Material supplied:
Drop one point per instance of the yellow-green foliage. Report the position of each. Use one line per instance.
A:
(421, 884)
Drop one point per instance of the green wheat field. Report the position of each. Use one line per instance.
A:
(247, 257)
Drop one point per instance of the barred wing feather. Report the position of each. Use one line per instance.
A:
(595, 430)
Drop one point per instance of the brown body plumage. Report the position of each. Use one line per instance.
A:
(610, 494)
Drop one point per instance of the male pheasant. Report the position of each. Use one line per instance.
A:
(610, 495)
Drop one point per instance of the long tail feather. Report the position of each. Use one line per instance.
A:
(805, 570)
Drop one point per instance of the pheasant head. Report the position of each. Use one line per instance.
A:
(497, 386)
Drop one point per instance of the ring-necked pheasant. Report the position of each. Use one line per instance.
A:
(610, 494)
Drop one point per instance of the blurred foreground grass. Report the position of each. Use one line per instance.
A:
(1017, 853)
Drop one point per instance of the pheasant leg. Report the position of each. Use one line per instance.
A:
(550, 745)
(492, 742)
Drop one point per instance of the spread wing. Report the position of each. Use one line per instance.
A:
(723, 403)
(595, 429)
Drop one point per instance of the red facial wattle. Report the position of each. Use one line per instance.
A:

---

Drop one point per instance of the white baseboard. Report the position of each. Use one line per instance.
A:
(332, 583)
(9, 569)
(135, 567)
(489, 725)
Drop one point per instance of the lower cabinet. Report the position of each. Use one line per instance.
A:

Directions: Can you convert the part of the rows that opens with the line containing "Drop one point per instance of the blurred" and closes with the line containing "(1017, 853)" into a numbered list, leaving out any blank lines?

Written response:
1. Drop one point per instance of the blurred foreground grass. Report the position of each. Use one line per instance.
2. A:
3. (1017, 853)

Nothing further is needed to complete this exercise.